▶ [Passage provided]
+ + + + + + +
Commit c1af5a3935025f486156cdfe3b006700e73f0a49

Carlos Martín Nieto 2011-08-06T00:35:20

Implement cooperative caching When indexing a file with ref deltas, a temporary cache for the offsets has to be built, as we don't have an index file yet. If the user takes the responsiblity for filling the cache, the packing code will look there first when it finds a ref delta. Signed-off-by: Carlos Martín Nieto <carlos@cmartin.tk>

diff --git a/src/indexer.c b/src/indexer.c
index b874a35..0ab54f7 100644
--- a/src/indexer.c
+++ b/src/indexer.c
@@ -79,7 +79,7 @@ static int parse_header(git_indexer *idx)
 	return GIT_SUCCESS;
 }
 
-int objects_cmp(const void *a, const void *b)
+static int objects_cmp(const void *a, const void *b)
 {
 	const struct entry *entrya = a;
 	const struct entry *entryb = b;
@@ -87,6 +87,15 @@ int objects_cmp(const void *a, const void *b)
+ + + + + + +
▶ [Data entries]
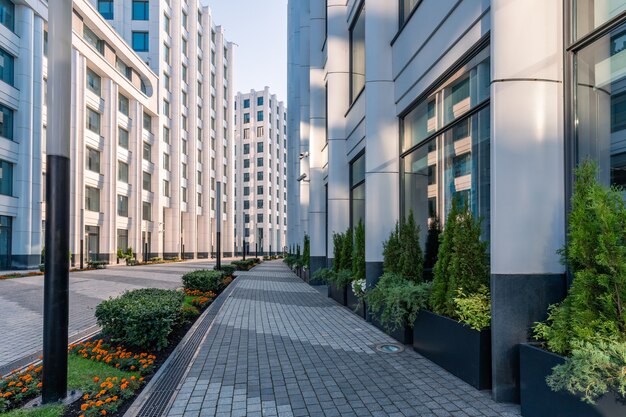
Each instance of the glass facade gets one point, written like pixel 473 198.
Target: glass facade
pixel 599 88
pixel 446 144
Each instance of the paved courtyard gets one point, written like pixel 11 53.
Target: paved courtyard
pixel 21 301
pixel 278 347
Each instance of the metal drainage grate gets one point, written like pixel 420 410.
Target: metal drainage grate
pixel 162 391
pixel 390 348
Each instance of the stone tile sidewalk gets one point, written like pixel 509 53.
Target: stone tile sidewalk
pixel 280 348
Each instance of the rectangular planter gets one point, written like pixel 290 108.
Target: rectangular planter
pixel 538 400
pixel 338 294
pixel 462 351
pixel 354 305
pixel 403 335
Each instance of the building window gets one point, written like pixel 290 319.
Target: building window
pixel 7 14
pixel 93 120
pixel 357 55
pixel 122 171
pixel 406 8
pixel 446 148
pixel 147 122
pixel 94 82
pixel 141 41
pixel 93 160
pixel 122 205
pixel 6 122
pixel 92 199
pixel 122 239
pixel 123 104
pixel 122 138
pixel 357 191
pixel 105 7
pixel 7 63
pixel 6 178
pixel 147 181
pixel 146 211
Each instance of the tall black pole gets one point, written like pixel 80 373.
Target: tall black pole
pixel 57 240
pixel 218 228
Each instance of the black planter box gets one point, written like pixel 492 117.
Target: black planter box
pixel 354 304
pixel 403 335
pixel 538 400
pixel 462 351
pixel 338 294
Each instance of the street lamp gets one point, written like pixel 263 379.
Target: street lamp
pixel 57 240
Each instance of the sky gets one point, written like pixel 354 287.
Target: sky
pixel 259 28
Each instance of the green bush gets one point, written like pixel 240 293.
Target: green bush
pixel 204 280
pixel 474 310
pixel 358 252
pixel 141 318
pixel 463 261
pixel 593 370
pixel 397 300
pixel 595 308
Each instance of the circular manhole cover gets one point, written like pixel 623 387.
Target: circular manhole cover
pixel 390 348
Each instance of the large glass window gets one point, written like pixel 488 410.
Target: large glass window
pixel 141 41
pixel 443 159
pixel 357 191
pixel 7 63
pixel 105 7
pixel 6 122
pixel 93 120
pixel 92 199
pixel 7 14
pixel 6 178
pixel 600 91
pixel 141 10
pixel 357 55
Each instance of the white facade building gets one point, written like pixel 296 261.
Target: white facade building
pixel 261 172
pixel 183 46
pixel 401 105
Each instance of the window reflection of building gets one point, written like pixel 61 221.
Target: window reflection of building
pixel 446 148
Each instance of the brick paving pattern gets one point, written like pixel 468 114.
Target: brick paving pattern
pixel 280 348
pixel 21 301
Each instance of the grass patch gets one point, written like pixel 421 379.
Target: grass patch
pixel 81 372
pixel 46 411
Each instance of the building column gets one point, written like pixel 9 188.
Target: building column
pixel 317 204
pixel 337 79
pixel 382 135
pixel 527 178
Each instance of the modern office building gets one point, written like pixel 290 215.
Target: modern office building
pixel 261 172
pixel 194 63
pixel 400 105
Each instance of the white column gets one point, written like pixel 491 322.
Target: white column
pixel 23 134
pixel 527 177
pixel 382 133
pixel 317 203
pixel 337 78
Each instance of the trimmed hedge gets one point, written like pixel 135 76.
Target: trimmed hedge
pixel 141 318
pixel 204 280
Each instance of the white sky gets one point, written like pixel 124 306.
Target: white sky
pixel 259 28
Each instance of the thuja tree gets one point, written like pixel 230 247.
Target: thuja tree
pixel 432 243
pixel 337 250
pixel 595 308
pixel 463 261
pixel 358 252
pixel 346 251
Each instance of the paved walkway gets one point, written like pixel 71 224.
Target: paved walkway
pixel 21 301
pixel 280 348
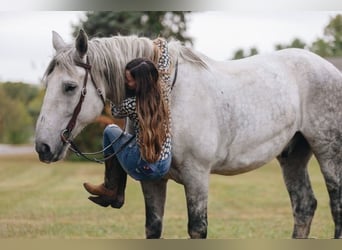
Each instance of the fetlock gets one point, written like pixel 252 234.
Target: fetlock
pixel 115 177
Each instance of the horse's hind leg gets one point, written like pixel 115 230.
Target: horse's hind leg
pixel 196 191
pixel 293 161
pixel 154 195
pixel 329 156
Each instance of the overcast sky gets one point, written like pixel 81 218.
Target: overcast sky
pixel 26 47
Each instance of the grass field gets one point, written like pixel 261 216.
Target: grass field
pixel 48 201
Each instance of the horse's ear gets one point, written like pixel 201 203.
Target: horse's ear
pixel 57 41
pixel 82 43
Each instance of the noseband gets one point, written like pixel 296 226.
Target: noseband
pixel 66 133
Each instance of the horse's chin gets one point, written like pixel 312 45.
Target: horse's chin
pixel 47 156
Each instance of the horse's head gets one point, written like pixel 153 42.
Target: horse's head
pixel 66 78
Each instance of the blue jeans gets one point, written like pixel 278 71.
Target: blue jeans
pixel 130 158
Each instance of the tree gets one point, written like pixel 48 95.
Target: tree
pixel 296 43
pixel 240 53
pixel 330 45
pixel 16 125
pixel 168 24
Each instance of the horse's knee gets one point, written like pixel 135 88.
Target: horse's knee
pixel 198 223
pixel 198 230
pixel 154 230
+ + + + + + +
▶ [Task instructions]
A. List every hash in the cooperative caching commit that identifies either the commit itself or a version of a file.
B. Write the next part of the cooperative caching commit, starting right after its final line.
The rows are separate material and have no connection to the cooperative caching commit.

▶ [Answers below]
A.
c1af5a3935025f486156cdfe3b006700e73f0a49
b874a35
0ab54f7

B.
 	return git_oid_cmp(&entrya->oid, &entryb->oid);
 }
 
+static int cache_cmp(const void *a, const void *b)
+{
+	const struct git_pack_entry *ea = a;
+	const struct git_pack_entry *eb = b;
+
+	return git_oid_cmp(&ea->sha1, &eb->sha1);
+}
+
+
 int git_indexer_new(git_indexer **out, const char *packname)
 {
 	git_indexer *idx;
@@ -139,10 +148,14 @@ int git_indexer_new(git_indexer **out, const char *packname)
 
 	idx->nr_objects = ntohl(idx->hdr.hdr_entries);
 
+	error = git_vector_init(&idx->pack->cache, idx->nr_objects, cache_cmp);
+	if (error < GIT_SUCCESS)
+		goto cleanup;
+
+	idx->pack->has_cache = 1;
 	error = git_vector_init(&idx->objects, idx->nr_objects, objects_cmp);
-	if (error < GIT_SUCCESS) {
+	if (error < GIT_SUCCESS)
 		goto cleanup;
-	}
 
 	*out = idx;
 
@@ -250,6 +263,7 @@ int git_indexer_write(git_indexer *idx)
 	/* Write out the packfile trailer */
 
 	packfile_hash = git_mwindow_open(&idx->pack->mwf, &w, idx->st.st_size - GIT_OID_RAWSZ, GIT_OID_RAWSZ, &left);
+	git_mwindow_close(&w);
 	if (packfile_hash == NULL) {
 		error = git__rethrow(GIT_ENOMEM, "Failed to open window to packfile hash");
 		goto cleanup;
@@ -276,6 +290,7 @@ int git_indexer_write(git_indexer *idx)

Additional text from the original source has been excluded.